Dataset rows
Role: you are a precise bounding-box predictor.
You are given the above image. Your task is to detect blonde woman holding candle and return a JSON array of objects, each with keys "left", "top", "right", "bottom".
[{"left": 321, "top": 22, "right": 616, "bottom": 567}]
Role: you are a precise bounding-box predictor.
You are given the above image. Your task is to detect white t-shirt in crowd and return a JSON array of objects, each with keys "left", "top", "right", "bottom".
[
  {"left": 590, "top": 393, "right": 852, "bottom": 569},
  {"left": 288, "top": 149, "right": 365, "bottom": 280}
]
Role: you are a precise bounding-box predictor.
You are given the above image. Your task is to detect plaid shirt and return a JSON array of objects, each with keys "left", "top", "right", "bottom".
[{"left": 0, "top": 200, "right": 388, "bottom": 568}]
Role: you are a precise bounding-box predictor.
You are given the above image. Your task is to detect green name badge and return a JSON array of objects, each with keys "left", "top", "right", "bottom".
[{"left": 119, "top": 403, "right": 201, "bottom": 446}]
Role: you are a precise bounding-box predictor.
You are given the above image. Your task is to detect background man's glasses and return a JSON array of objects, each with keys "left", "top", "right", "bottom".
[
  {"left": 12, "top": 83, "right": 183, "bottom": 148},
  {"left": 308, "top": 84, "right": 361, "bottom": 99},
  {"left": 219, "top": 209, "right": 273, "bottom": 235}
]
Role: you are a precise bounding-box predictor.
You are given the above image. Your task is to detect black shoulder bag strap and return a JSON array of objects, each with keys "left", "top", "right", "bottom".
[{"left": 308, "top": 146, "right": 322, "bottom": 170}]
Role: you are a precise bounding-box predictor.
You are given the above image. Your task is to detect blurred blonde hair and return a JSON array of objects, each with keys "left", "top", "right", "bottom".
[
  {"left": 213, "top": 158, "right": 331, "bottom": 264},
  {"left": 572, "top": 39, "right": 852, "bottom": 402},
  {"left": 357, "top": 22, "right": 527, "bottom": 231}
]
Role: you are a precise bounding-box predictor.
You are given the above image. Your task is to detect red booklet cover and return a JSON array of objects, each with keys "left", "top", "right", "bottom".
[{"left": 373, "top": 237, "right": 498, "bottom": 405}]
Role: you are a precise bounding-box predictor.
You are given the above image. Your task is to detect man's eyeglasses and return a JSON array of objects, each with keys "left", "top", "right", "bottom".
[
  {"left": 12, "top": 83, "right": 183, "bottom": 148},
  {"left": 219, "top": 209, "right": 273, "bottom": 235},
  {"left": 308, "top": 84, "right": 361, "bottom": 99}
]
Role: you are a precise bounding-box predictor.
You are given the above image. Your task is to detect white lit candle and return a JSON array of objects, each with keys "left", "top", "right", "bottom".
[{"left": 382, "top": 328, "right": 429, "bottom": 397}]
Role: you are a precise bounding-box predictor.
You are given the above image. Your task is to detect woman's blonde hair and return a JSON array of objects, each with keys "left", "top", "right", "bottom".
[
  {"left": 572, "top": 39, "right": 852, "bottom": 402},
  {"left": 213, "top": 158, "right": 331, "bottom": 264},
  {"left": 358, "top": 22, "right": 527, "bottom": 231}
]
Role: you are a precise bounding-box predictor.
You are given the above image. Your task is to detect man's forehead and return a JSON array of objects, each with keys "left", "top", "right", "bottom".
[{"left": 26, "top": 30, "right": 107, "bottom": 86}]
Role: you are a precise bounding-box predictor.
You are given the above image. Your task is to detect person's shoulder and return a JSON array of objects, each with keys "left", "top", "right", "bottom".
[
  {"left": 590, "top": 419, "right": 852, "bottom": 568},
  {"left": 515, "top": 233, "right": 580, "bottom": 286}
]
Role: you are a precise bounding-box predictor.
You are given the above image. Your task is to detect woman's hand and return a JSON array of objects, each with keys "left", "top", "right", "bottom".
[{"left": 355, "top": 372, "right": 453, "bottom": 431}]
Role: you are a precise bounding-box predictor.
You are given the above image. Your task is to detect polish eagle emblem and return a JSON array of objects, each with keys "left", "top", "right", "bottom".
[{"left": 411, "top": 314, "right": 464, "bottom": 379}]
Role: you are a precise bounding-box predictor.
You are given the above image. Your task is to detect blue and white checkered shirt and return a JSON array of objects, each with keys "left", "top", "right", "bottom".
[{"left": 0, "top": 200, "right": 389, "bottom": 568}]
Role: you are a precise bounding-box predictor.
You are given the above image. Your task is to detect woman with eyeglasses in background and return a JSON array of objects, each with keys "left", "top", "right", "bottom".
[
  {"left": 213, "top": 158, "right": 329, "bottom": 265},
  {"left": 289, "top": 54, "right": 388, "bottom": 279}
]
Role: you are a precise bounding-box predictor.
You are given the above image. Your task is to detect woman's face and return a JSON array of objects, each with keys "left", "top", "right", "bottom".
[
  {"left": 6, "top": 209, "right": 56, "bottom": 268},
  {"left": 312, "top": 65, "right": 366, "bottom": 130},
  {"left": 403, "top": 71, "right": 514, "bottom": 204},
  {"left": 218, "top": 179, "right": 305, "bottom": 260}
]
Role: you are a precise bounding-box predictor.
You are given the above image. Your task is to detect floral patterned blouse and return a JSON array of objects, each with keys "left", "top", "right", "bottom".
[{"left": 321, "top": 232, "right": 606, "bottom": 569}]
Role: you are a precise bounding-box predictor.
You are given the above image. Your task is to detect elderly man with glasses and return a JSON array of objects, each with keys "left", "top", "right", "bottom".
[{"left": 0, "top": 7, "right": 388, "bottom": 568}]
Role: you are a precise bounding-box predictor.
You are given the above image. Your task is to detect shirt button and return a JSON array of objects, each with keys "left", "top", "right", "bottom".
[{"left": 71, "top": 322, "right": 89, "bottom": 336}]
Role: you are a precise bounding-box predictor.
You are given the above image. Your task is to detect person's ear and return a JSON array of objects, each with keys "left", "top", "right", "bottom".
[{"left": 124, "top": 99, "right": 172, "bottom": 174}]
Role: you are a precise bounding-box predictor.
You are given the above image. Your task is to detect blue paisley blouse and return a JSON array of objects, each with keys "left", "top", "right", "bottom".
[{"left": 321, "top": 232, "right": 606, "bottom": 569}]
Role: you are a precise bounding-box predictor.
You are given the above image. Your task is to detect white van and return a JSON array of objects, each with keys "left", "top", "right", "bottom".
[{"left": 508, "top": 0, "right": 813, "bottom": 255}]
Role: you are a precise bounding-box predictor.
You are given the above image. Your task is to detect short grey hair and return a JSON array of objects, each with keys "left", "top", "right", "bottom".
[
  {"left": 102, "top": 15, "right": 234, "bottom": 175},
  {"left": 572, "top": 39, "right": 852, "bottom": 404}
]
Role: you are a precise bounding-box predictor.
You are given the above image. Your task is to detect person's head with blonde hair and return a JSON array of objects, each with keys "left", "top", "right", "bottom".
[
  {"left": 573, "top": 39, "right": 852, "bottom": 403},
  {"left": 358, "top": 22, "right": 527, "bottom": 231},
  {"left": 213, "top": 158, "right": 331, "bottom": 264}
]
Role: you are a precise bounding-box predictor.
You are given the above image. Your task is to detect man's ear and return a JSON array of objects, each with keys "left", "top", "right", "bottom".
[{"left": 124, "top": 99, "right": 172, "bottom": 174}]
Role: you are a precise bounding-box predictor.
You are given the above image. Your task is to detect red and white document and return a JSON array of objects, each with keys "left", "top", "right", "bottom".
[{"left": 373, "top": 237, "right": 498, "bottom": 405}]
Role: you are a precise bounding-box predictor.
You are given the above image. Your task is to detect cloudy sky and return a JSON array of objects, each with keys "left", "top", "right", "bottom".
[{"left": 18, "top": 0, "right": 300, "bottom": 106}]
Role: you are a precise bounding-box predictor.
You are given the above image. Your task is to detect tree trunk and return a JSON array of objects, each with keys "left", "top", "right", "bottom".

WRITTEN TASK
List every line of the records above that contains the word "hair", copying each line in full.

THE RESPONSE
You are given the above image. Your task is to detect blurred blonde hair and return a JSON array of objects, each with keys "left", "top", "right", "bottom".
You are given the above image. Your task is to detect woman's blonde hair and return a JSON array of objects, each with keys "left", "top", "right", "bottom".
You are given the above image. Your task is to detect short grey hair and return a JSON array of objects, each with keys "left", "top", "right", "bottom".
You are given the above image. Your task is to detect person's head with blonde hair and return a JSON array of objects, each with keys "left", "top", "right", "bottom".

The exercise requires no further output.